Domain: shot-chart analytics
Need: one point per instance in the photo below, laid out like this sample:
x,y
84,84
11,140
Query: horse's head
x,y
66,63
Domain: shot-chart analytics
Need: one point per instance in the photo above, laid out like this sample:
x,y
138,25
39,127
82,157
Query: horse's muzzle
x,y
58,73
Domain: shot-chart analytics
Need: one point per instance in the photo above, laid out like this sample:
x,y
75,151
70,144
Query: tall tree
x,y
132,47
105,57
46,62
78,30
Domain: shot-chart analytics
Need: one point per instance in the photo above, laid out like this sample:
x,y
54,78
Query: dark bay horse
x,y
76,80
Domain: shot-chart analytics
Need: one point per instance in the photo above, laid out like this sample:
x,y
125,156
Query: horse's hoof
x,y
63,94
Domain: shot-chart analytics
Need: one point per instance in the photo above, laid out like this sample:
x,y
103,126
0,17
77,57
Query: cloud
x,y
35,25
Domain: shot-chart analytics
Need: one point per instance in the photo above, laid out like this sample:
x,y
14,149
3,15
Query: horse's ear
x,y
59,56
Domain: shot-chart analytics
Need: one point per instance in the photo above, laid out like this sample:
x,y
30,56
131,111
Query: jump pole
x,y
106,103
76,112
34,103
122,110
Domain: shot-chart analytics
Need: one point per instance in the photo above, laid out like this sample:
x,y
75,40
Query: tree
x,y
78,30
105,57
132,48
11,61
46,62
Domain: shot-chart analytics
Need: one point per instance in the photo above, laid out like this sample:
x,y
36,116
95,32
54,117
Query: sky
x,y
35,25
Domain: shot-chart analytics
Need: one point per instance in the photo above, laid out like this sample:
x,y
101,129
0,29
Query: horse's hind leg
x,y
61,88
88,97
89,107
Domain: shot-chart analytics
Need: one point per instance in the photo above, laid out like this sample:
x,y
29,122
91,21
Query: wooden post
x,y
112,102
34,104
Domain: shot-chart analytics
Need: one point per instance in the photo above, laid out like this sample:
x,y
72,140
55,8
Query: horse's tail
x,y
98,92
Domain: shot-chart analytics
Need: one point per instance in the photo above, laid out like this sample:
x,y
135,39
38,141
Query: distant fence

########################################

◆ THE PROBLEM ◆
Make an exact copy of the listing shown above.

◆ RESULT OF THE TASK ◆
Domain: shot-chart analytics
Need: one point per instance in the photo below, laid out like this sample:
x,y
84,84
11,140
Query: horse's head
x,y
66,63
Domain: shot-chart analytics
Need: one point per instance in the photo above, laid out like this sample:
x,y
138,25
39,127
82,157
Query: horse's muzzle
x,y
58,73
Domain: shot-chart analytics
Need: one point per instance in the photo above, laid out like this sample:
x,y
75,151
70,144
Query: tall tree
x,y
132,47
105,57
46,62
78,30
Domain: shot-chart analytics
Need: one point per instance in the photo above, laid out like this sample:
x,y
54,78
Query: dark bay horse
x,y
76,80
Domain: shot-chart analytics
Need: one point per instance in the photo above, laid out like this sample:
x,y
125,156
Query: horse's hoof
x,y
63,94
Domain: shot-chart analytics
Need: one point per instance in the photo above, laid out like this sample:
x,y
103,126
0,17
77,57
Query: cloud
x,y
35,25
Domain: shot-chart analytics
Need: one point per instance in the photo above, laid out like this sample:
x,y
14,149
3,15
Query: horse's ear
x,y
59,56
Domain: shot-chart analytics
Need: one point per instance in the photo above, laid out like this sample:
x,y
30,56
131,111
Query: jump pole
x,y
106,103
76,112
34,103
122,110
Domain: shot-chart analytics
Need: one point per instance in the photo above, laid out like this sample:
x,y
75,40
Query: tree
x,y
78,30
105,57
132,48
11,61
46,62
Domain: shot-chart analytics
Need: one point per instance in the photo above, laid out like this sample:
x,y
36,116
95,32
54,117
Query: sky
x,y
35,25
Domain: shot-chart analytics
Need: one point per instance in the photo above, laid out like this sample:
x,y
101,129
0,29
Query: horse's hind leg
x,y
61,88
88,97
89,107
Domain: shot-chart analytics
Need: one point per instance in the photo above, laid out like this sample:
x,y
29,122
91,21
Query: wooden post
x,y
112,102
34,104
Domain: shot-chart analytics
Need: one point per instance in the photo above, laid out like this sample:
x,y
72,140
55,8
Query: horse's tail
x,y
98,92
Domain: shot-chart analytics
Need: one point per instance in the photo above, laid out like this sample:
x,y
135,39
38,141
Query: distant fence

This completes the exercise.